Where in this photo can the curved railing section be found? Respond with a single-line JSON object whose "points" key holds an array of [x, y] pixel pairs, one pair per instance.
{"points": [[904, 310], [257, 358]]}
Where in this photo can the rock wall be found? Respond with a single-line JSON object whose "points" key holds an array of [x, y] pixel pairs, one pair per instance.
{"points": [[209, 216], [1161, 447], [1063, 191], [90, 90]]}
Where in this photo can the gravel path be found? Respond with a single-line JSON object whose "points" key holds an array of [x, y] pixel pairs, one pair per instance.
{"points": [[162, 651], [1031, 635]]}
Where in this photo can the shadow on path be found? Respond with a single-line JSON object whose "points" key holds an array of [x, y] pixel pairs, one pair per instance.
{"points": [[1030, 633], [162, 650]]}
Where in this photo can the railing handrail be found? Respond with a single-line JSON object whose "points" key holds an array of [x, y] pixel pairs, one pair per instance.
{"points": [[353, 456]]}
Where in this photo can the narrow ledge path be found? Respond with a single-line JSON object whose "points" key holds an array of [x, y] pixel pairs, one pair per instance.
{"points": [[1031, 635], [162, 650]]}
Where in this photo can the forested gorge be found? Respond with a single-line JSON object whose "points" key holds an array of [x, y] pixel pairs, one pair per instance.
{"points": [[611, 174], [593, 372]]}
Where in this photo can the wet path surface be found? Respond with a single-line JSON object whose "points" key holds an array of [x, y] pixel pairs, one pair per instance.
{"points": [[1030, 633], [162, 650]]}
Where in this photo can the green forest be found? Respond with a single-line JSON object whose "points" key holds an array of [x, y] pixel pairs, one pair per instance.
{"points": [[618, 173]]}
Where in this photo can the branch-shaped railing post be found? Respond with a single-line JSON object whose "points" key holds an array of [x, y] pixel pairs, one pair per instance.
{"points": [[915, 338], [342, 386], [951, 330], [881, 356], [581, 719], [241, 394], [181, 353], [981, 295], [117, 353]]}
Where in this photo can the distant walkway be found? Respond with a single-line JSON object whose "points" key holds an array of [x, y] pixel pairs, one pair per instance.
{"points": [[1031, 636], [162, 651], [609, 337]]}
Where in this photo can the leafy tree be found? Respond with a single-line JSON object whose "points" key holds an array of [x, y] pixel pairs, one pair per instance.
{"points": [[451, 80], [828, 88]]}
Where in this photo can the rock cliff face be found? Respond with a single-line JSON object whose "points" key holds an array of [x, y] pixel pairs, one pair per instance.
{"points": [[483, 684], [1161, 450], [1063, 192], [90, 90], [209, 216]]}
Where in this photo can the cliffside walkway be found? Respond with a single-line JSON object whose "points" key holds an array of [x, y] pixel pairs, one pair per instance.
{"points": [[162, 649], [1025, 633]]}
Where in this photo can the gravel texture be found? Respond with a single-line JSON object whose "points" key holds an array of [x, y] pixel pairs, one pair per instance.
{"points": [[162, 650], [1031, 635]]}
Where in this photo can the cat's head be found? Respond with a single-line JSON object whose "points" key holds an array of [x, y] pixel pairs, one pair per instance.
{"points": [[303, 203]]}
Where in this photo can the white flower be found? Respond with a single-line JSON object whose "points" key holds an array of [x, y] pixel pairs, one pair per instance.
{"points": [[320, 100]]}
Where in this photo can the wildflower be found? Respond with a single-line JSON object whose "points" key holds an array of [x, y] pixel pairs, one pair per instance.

▶ Do this
Write out the entire listing above again, word for word, with every mark and number unchanged.

▶ Solution
Where in this photo can the curved railing section be found? Respond with a single-line JSON object whose "points" key holds an array of [x, y] pixel pairs, one pair per instance.
{"points": [[904, 310], [257, 358]]}
Where in this photo can the rock wall be found? Respond with a single-line JSON object whose "points" key holds an array of [x, y] pixel pairs, one pair per instance.
{"points": [[209, 216], [1161, 447], [1063, 191], [90, 90]]}
Where in this photo can the gravel path be found? Respond with a single-line JSON object whose "points" key holds an array of [x, y] pixel pairs, one pair per instance.
{"points": [[162, 651], [1031, 635]]}
Where in this photo can the shadow on path be found? Respond with a single-line JSON object whose "points" key holds an array of [x, y] pixel pairs, one pair per instance.
{"points": [[1030, 633], [162, 650]]}
Where in this photo can the railing handrail be found? Respond with a single-line JSON object whose "points" key holds an array of [x, y] pixel pairs, one pair per instance.
{"points": [[353, 456]]}
Where in this photo can the narrow ledge path be found? Respond with a single-line JSON object whose "points" key holds an array of [x, y] pixel pairs, one pair per instance.
{"points": [[1031, 635], [162, 650]]}
Where in this photo can the forested gorge be found? Respond with a single-line JSON object whose "points" key holds an array of [x, y] pixel pairs, one pair per instance.
{"points": [[611, 174], [593, 372]]}
Where in this photo can the wet path surface be found? Respond with a single-line JSON object whose "points" key holds an array of [x, y] pixel pairs, one pair per instance.
{"points": [[1030, 633], [162, 650]]}
Where in this photo can the green forest be found? Respond with a single-line JSON object whose "points" key holds an array of [x, y] pixel pairs, one pair per instance.
{"points": [[618, 173]]}
Where in this photo can the branch-shaped railing post be found? Respond with a single-line JSON object whose "points" key holds an array of [x, y] pixel pairs, one pair per instance.
{"points": [[915, 338], [342, 386], [951, 330], [881, 356], [581, 719], [241, 394], [181, 353], [981, 295], [117, 353]]}
Where in this photo can the distant walkway be found? Respond with a single-line JSON object whose "points" key holds an array of [x, y] pixel pairs, one pair per instance.
{"points": [[1031, 636], [162, 651], [609, 337]]}
Where in this photo can the leafy tree be found? Respond with a single-line JSON object whose "points" key holds an array of [x, y] pixel pairs, one pair per instance.
{"points": [[451, 80], [828, 88]]}
Where in this photo can the rock cliff face be found? Respond with a single-line JSON object whose "points" key holds an array of [x, y] pixel pairs, one pair per instance.
{"points": [[483, 684], [1161, 450], [1063, 192], [90, 90], [209, 216]]}
Where in this photo can the cliffside walkway be found? Respond with a single-line JSON object whose "points" key holds an array of [x, y] pixel pairs, one pair per instance.
{"points": [[162, 649], [1025, 633]]}
Where in this photo can the gravel texture be found? Respond with a single-line JSON object whose "points" key holds an array of [x, y] pixel pairs, one pair per instance.
{"points": [[162, 650], [1031, 635]]}
Where in this photo can the cat's head be found? Respond with a single-line JSON object whose "points" key holds an array of [x, y] pixel pairs, one pair per instance.
{"points": [[303, 203]]}
Where in this photo can the white flower be found? Respond with a single-line JSON object whose "points" key holds an array of [x, y] pixel pairs, one pair per instance.
{"points": [[320, 100]]}
Where in this photo can the wildflower be found? Respond with a single-line JSON object whose "points" key holds an array of [x, y] pixel pairs, one pair per instance.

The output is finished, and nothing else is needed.